What to work on: Your answer should be a single number: how many lines in the data below hold the string "post".

Point localization data:
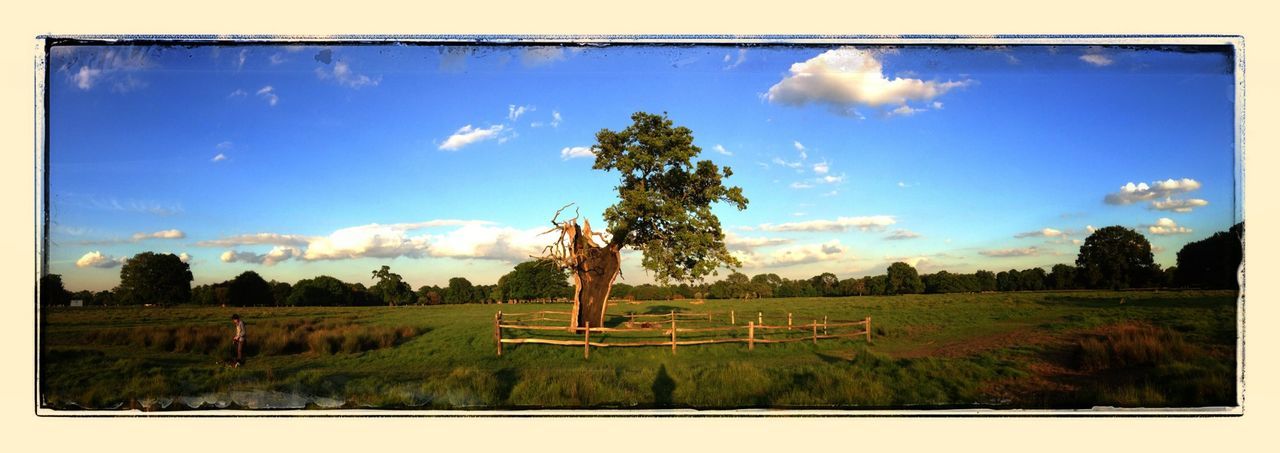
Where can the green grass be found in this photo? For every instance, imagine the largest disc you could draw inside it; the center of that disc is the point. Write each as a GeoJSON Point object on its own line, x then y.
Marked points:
{"type": "Point", "coordinates": [1019, 349]}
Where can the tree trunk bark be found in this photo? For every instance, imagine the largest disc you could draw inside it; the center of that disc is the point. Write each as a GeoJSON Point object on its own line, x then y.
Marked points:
{"type": "Point", "coordinates": [593, 277]}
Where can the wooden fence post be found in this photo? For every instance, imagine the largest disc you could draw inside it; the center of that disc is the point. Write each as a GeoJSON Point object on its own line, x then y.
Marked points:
{"type": "Point", "coordinates": [672, 332]}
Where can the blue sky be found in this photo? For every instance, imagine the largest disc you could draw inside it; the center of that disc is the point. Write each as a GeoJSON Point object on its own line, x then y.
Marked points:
{"type": "Point", "coordinates": [447, 161]}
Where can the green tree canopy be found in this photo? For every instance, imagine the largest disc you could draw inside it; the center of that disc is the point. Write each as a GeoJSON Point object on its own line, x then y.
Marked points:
{"type": "Point", "coordinates": [151, 278]}
{"type": "Point", "coordinates": [664, 207]}
{"type": "Point", "coordinates": [535, 280]}
{"type": "Point", "coordinates": [1116, 257]}
{"type": "Point", "coordinates": [320, 291]}
{"type": "Point", "coordinates": [391, 288]}
{"type": "Point", "coordinates": [903, 279]}
{"type": "Point", "coordinates": [248, 289]}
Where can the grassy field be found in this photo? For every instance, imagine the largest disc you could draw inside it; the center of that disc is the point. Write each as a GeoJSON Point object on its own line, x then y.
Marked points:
{"type": "Point", "coordinates": [1005, 349]}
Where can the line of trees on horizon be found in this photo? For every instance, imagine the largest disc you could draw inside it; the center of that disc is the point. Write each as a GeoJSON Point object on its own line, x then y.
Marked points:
{"type": "Point", "coordinates": [1112, 257]}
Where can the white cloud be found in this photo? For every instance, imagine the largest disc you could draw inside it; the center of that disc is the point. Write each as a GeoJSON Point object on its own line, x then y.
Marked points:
{"type": "Point", "coordinates": [1010, 252]}
{"type": "Point", "coordinates": [467, 135]}
{"type": "Point", "coordinates": [577, 151]}
{"type": "Point", "coordinates": [840, 224]}
{"type": "Point", "coordinates": [739, 242]}
{"type": "Point", "coordinates": [268, 92]}
{"type": "Point", "coordinates": [254, 239]}
{"type": "Point", "coordinates": [741, 58]}
{"type": "Point", "coordinates": [844, 78]}
{"type": "Point", "coordinates": [161, 234]}
{"type": "Point", "coordinates": [513, 111]}
{"type": "Point", "coordinates": [269, 259]}
{"type": "Point", "coordinates": [900, 234]}
{"type": "Point", "coordinates": [780, 161]}
{"type": "Point", "coordinates": [1096, 59]}
{"type": "Point", "coordinates": [1155, 192]}
{"type": "Point", "coordinates": [96, 259]}
{"type": "Point", "coordinates": [904, 110]}
{"type": "Point", "coordinates": [1166, 227]}
{"type": "Point", "coordinates": [1041, 233]}
{"type": "Point", "coordinates": [344, 76]}
{"type": "Point", "coordinates": [86, 77]}
{"type": "Point", "coordinates": [807, 254]}
{"type": "Point", "coordinates": [1178, 205]}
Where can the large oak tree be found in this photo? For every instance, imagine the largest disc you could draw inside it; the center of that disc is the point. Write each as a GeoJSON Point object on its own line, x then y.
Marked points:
{"type": "Point", "coordinates": [663, 210]}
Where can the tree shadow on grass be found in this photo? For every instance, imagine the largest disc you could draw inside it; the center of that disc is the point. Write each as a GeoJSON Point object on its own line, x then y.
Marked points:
{"type": "Point", "coordinates": [663, 387]}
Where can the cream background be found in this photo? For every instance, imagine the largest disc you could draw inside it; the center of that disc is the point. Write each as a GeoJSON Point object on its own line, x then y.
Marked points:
{"type": "Point", "coordinates": [23, 430]}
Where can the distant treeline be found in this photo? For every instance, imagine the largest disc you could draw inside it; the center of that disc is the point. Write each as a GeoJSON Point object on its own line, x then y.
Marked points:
{"type": "Point", "coordinates": [1112, 257]}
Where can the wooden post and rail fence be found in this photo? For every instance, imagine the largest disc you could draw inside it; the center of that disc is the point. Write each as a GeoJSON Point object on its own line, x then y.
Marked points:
{"type": "Point", "coordinates": [754, 330]}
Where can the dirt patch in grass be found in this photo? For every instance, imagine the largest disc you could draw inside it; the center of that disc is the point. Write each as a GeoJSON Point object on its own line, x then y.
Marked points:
{"type": "Point", "coordinates": [982, 343]}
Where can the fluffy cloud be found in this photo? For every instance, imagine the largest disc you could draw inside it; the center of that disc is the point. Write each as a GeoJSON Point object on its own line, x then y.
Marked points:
{"type": "Point", "coordinates": [1165, 227]}
{"type": "Point", "coordinates": [1096, 59]}
{"type": "Point", "coordinates": [576, 151]}
{"type": "Point", "coordinates": [900, 234]}
{"type": "Point", "coordinates": [86, 77]}
{"type": "Point", "coordinates": [270, 259]}
{"type": "Point", "coordinates": [1178, 205]}
{"type": "Point", "coordinates": [1010, 252]}
{"type": "Point", "coordinates": [1041, 233]}
{"type": "Point", "coordinates": [844, 78]}
{"type": "Point", "coordinates": [346, 77]}
{"type": "Point", "coordinates": [1132, 192]}
{"type": "Point", "coordinates": [114, 64]}
{"type": "Point", "coordinates": [161, 234]}
{"type": "Point", "coordinates": [96, 259]}
{"type": "Point", "coordinates": [739, 242]}
{"type": "Point", "coordinates": [513, 111]}
{"type": "Point", "coordinates": [268, 94]}
{"type": "Point", "coordinates": [840, 224]}
{"type": "Point", "coordinates": [254, 239]}
{"type": "Point", "coordinates": [467, 135]}
{"type": "Point", "coordinates": [807, 254]}
{"type": "Point", "coordinates": [782, 163]}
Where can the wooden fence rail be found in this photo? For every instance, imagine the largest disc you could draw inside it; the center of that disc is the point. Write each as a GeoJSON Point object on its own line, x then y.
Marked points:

Solution below: 2